Consigne:
Relevez chaque ligne des données qui contient le mot « shirt » et recopiez-la en entier. La casse compte.

··· Extraits des données ···

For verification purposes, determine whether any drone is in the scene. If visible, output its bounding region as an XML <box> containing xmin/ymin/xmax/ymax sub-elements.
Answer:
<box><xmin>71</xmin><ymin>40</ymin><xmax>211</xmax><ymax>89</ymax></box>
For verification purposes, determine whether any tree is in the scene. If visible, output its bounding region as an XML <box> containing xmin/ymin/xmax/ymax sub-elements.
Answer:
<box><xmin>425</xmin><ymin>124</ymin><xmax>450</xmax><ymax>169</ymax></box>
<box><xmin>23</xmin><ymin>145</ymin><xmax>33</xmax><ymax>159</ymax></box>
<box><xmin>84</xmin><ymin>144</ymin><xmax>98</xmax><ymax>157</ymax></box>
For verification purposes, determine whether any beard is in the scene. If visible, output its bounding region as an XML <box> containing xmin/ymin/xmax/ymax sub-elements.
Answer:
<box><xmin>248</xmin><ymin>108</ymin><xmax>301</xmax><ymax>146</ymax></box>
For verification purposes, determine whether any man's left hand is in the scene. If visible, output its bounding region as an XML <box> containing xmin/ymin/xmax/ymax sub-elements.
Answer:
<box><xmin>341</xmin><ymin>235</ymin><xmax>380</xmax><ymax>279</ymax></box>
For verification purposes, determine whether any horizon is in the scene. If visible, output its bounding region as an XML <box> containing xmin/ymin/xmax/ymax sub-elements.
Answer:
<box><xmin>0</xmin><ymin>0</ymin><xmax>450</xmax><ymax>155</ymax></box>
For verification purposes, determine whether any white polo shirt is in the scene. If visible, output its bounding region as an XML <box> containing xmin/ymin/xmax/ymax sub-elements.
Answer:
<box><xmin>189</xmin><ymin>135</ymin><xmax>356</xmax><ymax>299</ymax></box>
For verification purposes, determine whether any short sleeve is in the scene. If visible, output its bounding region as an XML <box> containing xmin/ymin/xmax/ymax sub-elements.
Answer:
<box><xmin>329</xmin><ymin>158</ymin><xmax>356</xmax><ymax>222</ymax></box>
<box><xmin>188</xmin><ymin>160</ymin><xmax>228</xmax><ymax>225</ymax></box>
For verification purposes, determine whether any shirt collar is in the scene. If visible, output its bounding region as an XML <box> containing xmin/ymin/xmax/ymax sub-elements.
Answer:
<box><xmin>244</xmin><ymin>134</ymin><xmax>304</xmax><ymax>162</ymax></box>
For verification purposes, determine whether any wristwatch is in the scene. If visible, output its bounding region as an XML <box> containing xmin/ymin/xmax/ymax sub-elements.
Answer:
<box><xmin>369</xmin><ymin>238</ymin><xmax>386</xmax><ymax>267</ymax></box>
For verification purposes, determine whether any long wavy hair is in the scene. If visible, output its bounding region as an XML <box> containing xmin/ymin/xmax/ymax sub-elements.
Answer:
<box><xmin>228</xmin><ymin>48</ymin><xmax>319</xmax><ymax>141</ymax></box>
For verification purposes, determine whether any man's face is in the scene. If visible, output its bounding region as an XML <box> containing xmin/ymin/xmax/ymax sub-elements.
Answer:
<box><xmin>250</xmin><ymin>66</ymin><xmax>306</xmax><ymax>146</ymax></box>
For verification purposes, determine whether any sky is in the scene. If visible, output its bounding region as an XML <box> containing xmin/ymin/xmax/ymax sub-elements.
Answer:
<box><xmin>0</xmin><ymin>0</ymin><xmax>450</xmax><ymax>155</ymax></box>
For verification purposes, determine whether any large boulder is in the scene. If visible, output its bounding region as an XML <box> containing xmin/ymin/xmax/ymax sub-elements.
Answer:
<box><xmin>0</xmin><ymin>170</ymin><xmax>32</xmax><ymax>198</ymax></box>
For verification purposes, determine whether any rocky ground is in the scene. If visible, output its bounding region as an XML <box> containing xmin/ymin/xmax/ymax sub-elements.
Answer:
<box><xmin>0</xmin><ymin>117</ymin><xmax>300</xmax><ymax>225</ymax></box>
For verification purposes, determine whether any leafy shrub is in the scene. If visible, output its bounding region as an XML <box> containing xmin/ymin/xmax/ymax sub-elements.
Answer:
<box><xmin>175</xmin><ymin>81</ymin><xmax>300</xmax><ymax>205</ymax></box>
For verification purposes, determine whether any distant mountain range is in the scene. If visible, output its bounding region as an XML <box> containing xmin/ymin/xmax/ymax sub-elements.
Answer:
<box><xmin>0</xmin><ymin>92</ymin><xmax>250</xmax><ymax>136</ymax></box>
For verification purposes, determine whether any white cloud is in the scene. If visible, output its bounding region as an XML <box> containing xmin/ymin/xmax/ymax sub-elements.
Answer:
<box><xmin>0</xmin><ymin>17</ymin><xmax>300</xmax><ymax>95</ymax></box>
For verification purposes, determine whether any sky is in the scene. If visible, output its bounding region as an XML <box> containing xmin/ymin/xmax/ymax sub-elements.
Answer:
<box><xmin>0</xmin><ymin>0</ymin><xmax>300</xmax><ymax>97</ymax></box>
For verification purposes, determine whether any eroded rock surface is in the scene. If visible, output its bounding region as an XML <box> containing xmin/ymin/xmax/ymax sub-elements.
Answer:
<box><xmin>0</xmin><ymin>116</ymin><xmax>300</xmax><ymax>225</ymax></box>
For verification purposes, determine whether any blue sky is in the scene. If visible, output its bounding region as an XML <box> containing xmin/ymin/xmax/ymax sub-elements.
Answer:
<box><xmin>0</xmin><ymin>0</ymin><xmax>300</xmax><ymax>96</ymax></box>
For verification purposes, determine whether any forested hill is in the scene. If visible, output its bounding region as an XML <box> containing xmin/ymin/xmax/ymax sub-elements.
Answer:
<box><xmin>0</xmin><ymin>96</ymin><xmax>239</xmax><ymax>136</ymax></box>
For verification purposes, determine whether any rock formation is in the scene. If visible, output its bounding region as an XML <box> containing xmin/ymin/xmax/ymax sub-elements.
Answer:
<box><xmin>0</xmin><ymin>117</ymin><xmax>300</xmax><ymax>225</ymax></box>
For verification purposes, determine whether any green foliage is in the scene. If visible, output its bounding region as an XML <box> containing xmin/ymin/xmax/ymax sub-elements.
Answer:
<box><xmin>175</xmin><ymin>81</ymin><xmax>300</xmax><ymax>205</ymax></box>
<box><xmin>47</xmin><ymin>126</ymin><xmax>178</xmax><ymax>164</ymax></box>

···

Solution rédigée:
For verification purposes, determine whether any white polo shirt is in the scene. If visible, output its bounding region as an XML <box> containing xmin/ymin/xmax/ymax sub-elements.
For verification purposes, determine whether any shirt collar is in the scene. If visible, output its bounding region as an XML <box> containing xmin/ymin/xmax/ymax sub-elements.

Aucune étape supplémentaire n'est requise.